§ **Texte source**:
# # #

Le neuromarketing révolutionne la manière dont les marques mettent en avant leurs produits. En pénétrant le cerveau des consommateurs pour découvrir leurs pensées intimes, les industriels pourraient trouver les logos et les slogans qui feraient mouche à tous les coups.
Voir les professionnels du marketing utiliser l’imagerie par résonance magnétique fonctionnelle (IRMf), étudier les outils psycho-cognitifs ou mesurer les indicateurs physiologiques n’est pas étonnant en soi. « Les communicants ont toujours cherché à agir sur la pensée et le comportement de leurs cibles, résume Denis Benoit, un professeur en communication de l’université Montpellier 3. Le neuromarketing n’est en cela pas très différent de ce qui se faisait avant. Il utilise juste des technologies qui n’étaient pas disponibles plus tôt. »
Les belles promesses marketing des images IRM
Les premiers tests ne datent toutefois pas d’hier. « Les chercheurs ont commencé à faire des enregistrements des ondes cérébrales de personnes regardant la télévision dès la fin des années 1970, explique Olivier Oullier, professeur et chercheur en psychologie et neurosciences à Aix-Marseille. Mais c’est seulement lorsque les belles images des IRM sont apparues que certains instituts ont réussi à vendre leur approche [aux groupes privés]. » La « révolution » que nous annoncent certains « marketers » est-elle toutefois vraiment en marche ? Placer un « cobaye » dans une IRM peut-il réellement permettre d’influencer ses choix ? De nombreux spécialistes en doutent, mais l’avenir de cette nouvelle « science » s’annonce pourtant radieux…
Le business a ses raisons que la raison ne connaît point. Le neuromarketing est un secteur prometteur et… rémunérateur pour les « spécialistes » de cette nouvelle « science ». « C’est un gros business, confirme Didier Courbet, le directeur adjoint de l’Institut de recherche en sciences de l’information et de la communication de l’université Aix-Marseille. Certains gagnent beaucoup d’argent sur ce marché. La société anglaise Neurosense, qui travaille pour de nombreuses multinationales comme Coca-Cola, BBC, Ford, Heinz, Intel, L’Oréal, McDonalds, Ogilvy ou Unilever, promet ainsi monts et merveilles à ses prospects. « Notre spécialité est de découvrir les sentiments profonds et les réactions inconscientes que les consommateurs peuvent avoir lorsqu’ils voient des marques, des produits, des packagings, des publicités et des campagnes de marketing, explique la firme londonienne. En aidant nos clients à comprendre ce que les consommateurs pensent réellement de leur marque, nous les aidons à créer de meilleurs produits et de meilleurs services. Ils peuvent également offrir des campagnes publicitaires et de marketing plus efficaces. » Rien que cela… Mais certaines promesses sont parfois trop belles pour être vraies.

# # #

§ **Lignes de données**:
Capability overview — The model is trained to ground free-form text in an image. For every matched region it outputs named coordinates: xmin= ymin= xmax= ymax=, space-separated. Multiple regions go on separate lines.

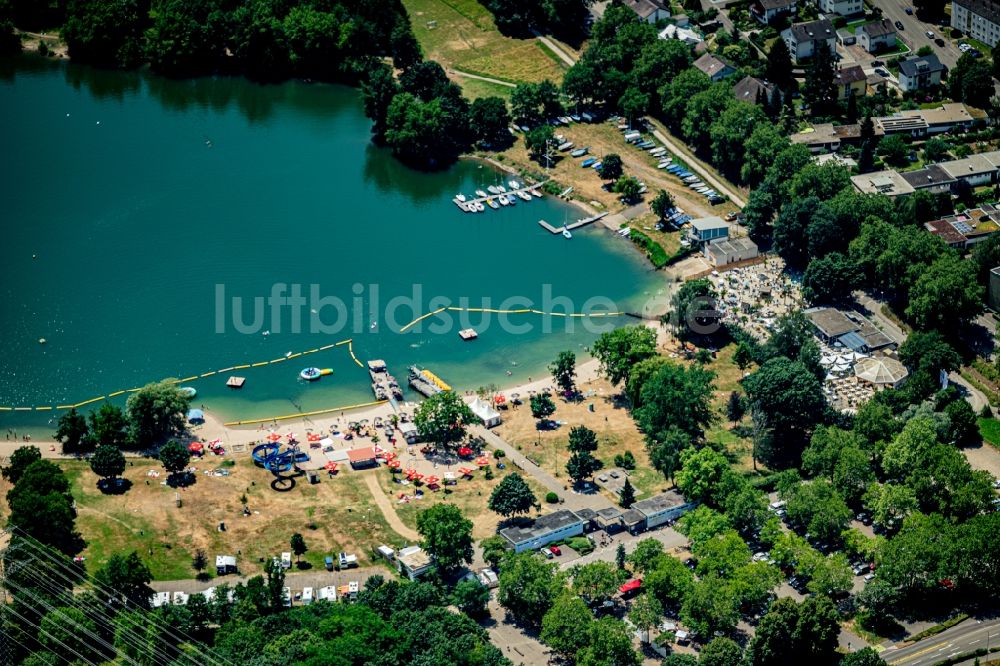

# # #

§ **Consignes de l'exercice**:
**1)** Comment traduire en anglais la phrase « Le neuromarketing révolutionne la manière dont les marques mettent en avant leurs produits. », tirée du texte sur le neuromarketing ?
**2)** Pouvez-vous recopier, dans le texte sur le neuromarketing, le passage qui va de « Le neuromarketing révolutionne » jusqu'à « tous les coups. » ?
Les lignes qui précèdent constituent un matériau à part, indépendant du texte.

§ **Résultats des consignes**:
**1)** Neuromarketing is revolutionizing the way brands showcase their products.

**2)**
Le neuromarketing révolutionne la manière dont les marques mettent en avant leurs produits. En pénétrant le cerveau des consommateurs pour découvrir leurs pensées intimes, les industriels pourraient trouver les logos et les slogans qui feraient mouche à tous les coups.